▸ **Excerpt**
# # # # #
Bundle¶
A Bundle Resource within DataOS serves as a declarative and standardized mechanism for deploying a collection of Resources, data products, or applications in a single operation. It empowers data developers with the capability to programmatically orchestrate the deployment, scheduling, creation, and dismantling of code and infrastructure resources linked to these data products and applications in a unified manner.
As implied by its name, the Bundle Resource aggregates various DataOS Resources into a flattened directed acyclic graph (DAG). Within this structure, each node represents a distinct DataOS Resource, interconnected through dependency relationships.
Why use a Bundle?¶
End-to-End Definition¶
The manifest file of the Bundle can be used to define the logical quantum for a data product - it encompasses the ‘code’ part of a ‘Data Product’. It collectively provides a comprehensive definition of a data product or application. This representation simplifies the application of software engineering best practices, including source control, code review, testing, and continuous integration/continuous deployment (CI/CD) processes.
Streamlined Deployment¶
The Bundle eliminates fragmented deployment and validation procedures enabling robust configuration management across multiple Workspaces and cloud environments.
Structure of a Bundle YAML manifest¶
The YAML manifest outlined below details the structure of a Bundle:
# Resource meta section
name: ${{my-bundle}}
version: v1alpha
type: bundle
layer: user
tags:
- ${{dataos:type:resource}}
- ${{dataos:resource:bundle}}
description: ${{this bundle resource is for a data product}}
owner: ${{iamgroot}}
# Bundle-specific section
bundle:
# Bundle Schedule section
schedule:
initialState: ${{initial state}}
timezone: ${{time zone}}
create:
cron: ${{cron expression}}
delete:
cron: ${{cron expression}}
# Bundle Workspaces section
workspaces:
- name: ${{bundlespace}} # Workspace name (mandatory)
description: ${{this is a bundle workspace}} # Workspace description (optional)
# # # # #
(Stored data entries)
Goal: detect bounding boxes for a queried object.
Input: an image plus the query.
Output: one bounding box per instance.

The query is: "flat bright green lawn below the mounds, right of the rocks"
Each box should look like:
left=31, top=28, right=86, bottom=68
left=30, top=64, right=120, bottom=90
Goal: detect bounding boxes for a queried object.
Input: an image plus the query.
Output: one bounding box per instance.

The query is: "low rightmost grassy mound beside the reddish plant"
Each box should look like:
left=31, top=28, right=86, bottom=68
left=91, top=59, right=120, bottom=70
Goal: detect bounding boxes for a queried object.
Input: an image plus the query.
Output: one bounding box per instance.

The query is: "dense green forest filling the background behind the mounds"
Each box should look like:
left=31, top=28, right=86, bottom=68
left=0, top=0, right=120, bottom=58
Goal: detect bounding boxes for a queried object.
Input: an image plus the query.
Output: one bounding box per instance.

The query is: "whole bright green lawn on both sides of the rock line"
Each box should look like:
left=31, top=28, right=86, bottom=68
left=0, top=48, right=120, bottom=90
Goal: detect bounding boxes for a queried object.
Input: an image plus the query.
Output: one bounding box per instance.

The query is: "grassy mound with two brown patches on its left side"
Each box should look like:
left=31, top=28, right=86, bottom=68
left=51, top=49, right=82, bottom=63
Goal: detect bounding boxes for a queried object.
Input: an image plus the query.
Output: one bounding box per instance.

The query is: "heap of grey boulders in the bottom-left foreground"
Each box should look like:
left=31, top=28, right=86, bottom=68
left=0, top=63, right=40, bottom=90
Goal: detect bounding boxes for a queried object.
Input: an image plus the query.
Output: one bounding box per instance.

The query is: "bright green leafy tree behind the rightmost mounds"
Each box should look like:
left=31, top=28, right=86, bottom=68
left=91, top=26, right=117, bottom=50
# # # # #
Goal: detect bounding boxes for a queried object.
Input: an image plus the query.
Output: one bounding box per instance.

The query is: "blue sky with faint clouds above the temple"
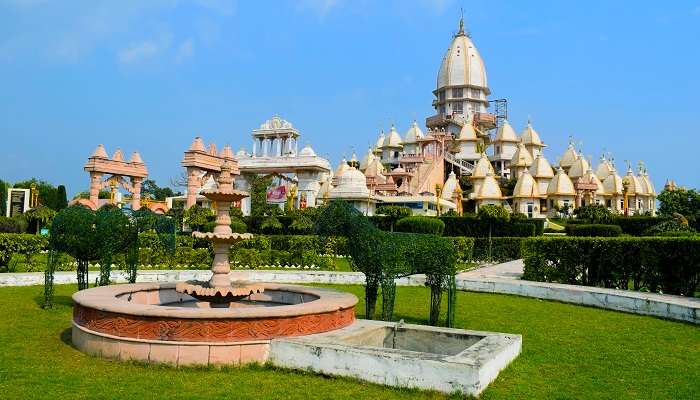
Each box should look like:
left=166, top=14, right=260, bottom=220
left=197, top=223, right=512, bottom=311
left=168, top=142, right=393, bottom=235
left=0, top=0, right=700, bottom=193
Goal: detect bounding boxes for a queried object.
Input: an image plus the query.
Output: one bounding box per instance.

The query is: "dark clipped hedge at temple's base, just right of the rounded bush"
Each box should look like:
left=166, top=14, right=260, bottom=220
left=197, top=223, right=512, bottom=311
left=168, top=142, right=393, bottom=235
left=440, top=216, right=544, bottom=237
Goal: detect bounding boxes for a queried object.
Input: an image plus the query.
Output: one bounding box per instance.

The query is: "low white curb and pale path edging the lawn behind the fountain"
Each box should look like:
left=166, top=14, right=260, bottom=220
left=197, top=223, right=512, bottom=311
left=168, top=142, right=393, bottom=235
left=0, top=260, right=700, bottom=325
# # # # #
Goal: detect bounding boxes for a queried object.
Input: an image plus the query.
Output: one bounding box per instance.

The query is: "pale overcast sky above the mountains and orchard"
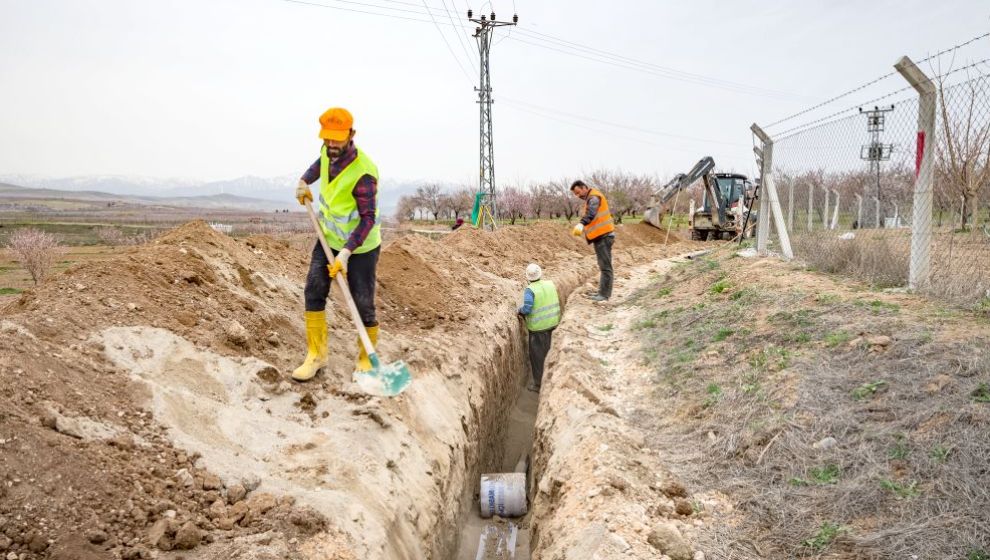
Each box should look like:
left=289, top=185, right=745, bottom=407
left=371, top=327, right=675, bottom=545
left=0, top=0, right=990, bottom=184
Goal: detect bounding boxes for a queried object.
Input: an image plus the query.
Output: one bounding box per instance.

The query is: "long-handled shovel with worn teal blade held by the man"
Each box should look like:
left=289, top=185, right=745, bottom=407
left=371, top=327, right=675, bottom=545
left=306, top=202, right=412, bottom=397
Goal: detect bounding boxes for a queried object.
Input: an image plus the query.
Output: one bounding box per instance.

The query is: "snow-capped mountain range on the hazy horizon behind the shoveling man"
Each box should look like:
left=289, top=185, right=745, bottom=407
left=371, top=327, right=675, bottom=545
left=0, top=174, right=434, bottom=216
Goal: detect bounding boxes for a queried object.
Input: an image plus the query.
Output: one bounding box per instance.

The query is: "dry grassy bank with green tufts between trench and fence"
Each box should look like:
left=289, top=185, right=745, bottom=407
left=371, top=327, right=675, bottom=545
# # # # #
▸ **Task instructions**
From the Bundle Resource text above, extract verbatim the passage starting with "Why use a Bundle?¶" and going on through "and cloud environments.".

▸ **Expected output**
Why use a Bundle?¶
End-to-End Definition¶
The manifest file of the Bundle can be used to define the logical quantum for a data product - it encompasses the ‘code’ part of a ‘Data Product’. It collectively provides a comprehensive definition of a data product or application. This representation simplifies the application of software engineering best practices, including source control, code review, testing, and continuous integration/continuous deployment (CI/CD) processes.
Streamlined Deployment¶
The Bundle eliminates fragmented deployment and validation procedures enabling robust configuration management across multiple Workspaces and cloud environments.